Título: Um mundo dopado
Autor: Clarisse Meireles
Fonte: Jornal do Brasil, 26/02/2005, Vida, p. 1

Em um país conhecido por seu povo alegre, cordial e festivo, é no mínimo surpreendente constatar a quantidade de fórmulas antidepressivas que o Brasil está tomando. Elas já são a quarta classe de medicamentos mais consumida no país, atrás de analgésicos, antibióticos e contraceptivos. De acordo com dados do mercado farmacêutico, entre 2001 e 2004, o consumo de antidepressivos no país passou de 356 milhões para 400,3 milhões de comprimidos.

Quando o Prozac aportou por aqui, no início da década de 90, os antidepressivos não tinham venda expressiva. Hoje, este e outros medicamentos à base de fluoxetina e substâncias que agem sobre o neurotransmissor serotonina (associado à sensação de prazer) são utilizados para tratar diversos transtornos de comportamento: da depressão propriamente dita até casos de déficit de atenção e hiperatividade.

A busca da felicidade em pílulas não é característica exclusiva do povo brasileiro. Entre os americanos adultos, 10% das mulheres e 4% dos homens tomam antidepressivos. Mas o campeão de consumo per capita de psicotrópicos (aí se incluem antidepressivos, ansiolíticos e soníferos) é... surpresa! A França, a meca do pensamento racional.

################

- **Tarefas obrigatórias**
a: No texto sobre antidepressivos, quantos comprimidos desses remédios foram consumidos no Brasil em 2004?
b: Repita o texto sobre antidepressivos desde "A busca da felicidade" até "do pensamento racional.", sem mudar nada.

################

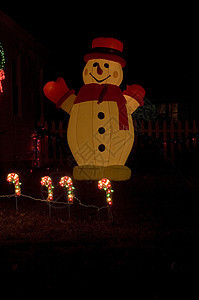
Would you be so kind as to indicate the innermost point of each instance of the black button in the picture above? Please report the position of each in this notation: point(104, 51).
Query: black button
point(101, 147)
point(101, 115)
point(101, 130)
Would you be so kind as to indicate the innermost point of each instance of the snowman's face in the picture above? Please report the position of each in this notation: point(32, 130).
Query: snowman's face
point(102, 71)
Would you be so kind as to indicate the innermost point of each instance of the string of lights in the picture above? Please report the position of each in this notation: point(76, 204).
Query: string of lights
point(56, 202)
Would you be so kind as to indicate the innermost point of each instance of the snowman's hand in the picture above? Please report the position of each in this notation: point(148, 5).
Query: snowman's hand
point(57, 92)
point(136, 92)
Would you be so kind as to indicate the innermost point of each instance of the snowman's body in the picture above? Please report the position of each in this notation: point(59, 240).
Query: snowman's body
point(94, 136)
point(100, 130)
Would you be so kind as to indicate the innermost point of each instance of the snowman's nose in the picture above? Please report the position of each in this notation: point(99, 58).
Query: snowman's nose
point(99, 70)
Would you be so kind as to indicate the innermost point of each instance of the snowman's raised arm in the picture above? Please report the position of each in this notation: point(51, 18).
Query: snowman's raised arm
point(59, 93)
point(134, 95)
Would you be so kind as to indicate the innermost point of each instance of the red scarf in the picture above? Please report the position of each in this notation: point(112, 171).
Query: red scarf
point(105, 92)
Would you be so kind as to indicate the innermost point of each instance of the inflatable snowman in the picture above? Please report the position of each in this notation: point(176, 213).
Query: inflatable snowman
point(100, 130)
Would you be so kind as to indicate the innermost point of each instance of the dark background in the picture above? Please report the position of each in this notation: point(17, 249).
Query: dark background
point(160, 41)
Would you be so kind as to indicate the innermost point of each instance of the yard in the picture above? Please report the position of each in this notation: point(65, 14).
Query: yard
point(150, 232)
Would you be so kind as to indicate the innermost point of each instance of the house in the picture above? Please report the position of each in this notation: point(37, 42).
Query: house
point(22, 61)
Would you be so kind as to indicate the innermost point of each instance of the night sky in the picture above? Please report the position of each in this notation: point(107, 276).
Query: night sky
point(160, 42)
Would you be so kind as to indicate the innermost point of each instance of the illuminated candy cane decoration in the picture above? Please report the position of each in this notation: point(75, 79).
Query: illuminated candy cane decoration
point(47, 182)
point(14, 178)
point(68, 184)
point(105, 184)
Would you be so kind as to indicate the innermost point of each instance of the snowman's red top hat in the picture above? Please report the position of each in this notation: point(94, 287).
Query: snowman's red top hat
point(106, 48)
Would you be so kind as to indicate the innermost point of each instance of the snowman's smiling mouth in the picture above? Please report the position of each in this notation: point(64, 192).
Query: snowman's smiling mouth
point(98, 79)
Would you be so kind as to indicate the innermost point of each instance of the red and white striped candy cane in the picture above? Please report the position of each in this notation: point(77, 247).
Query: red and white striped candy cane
point(105, 184)
point(47, 182)
point(14, 178)
point(67, 182)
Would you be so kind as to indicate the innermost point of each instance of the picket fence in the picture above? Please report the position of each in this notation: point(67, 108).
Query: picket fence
point(172, 139)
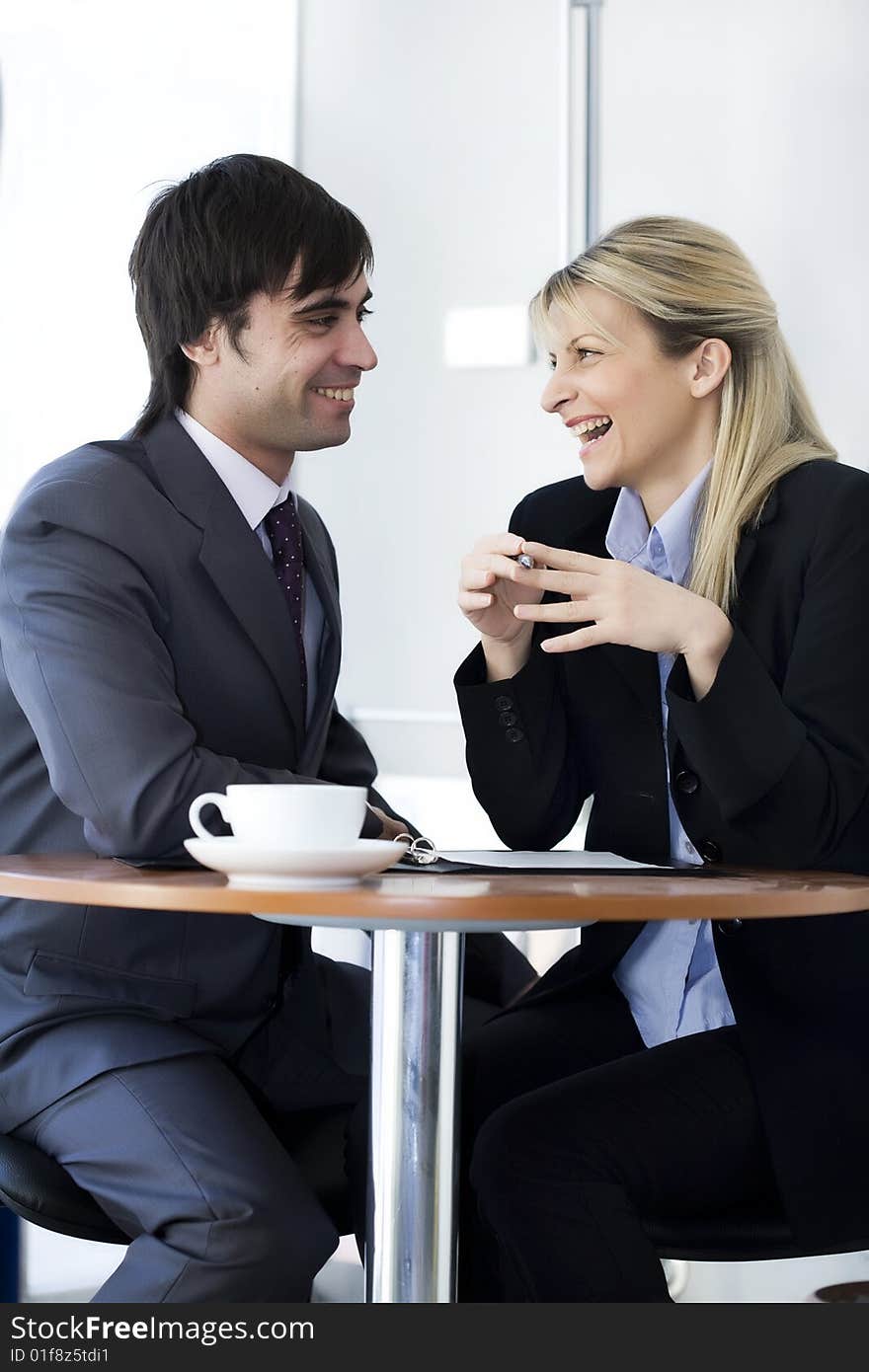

################

- **Respostas em ordem**
a: 400,3 milhões de comprimidos.

b:
A busca da felicidade em pílulas não é característica exclusiva do povo brasileiro. Entre os americanos adultos, 10% das mulheres e 4% dos homens tomam antidepressivos. Mas o campeão de consumo per capita de psicotrópicos (aí se incluem antidepressivos, ansiolíticos e soníferos) é... surpresa! A França, a meca do pensamento racional.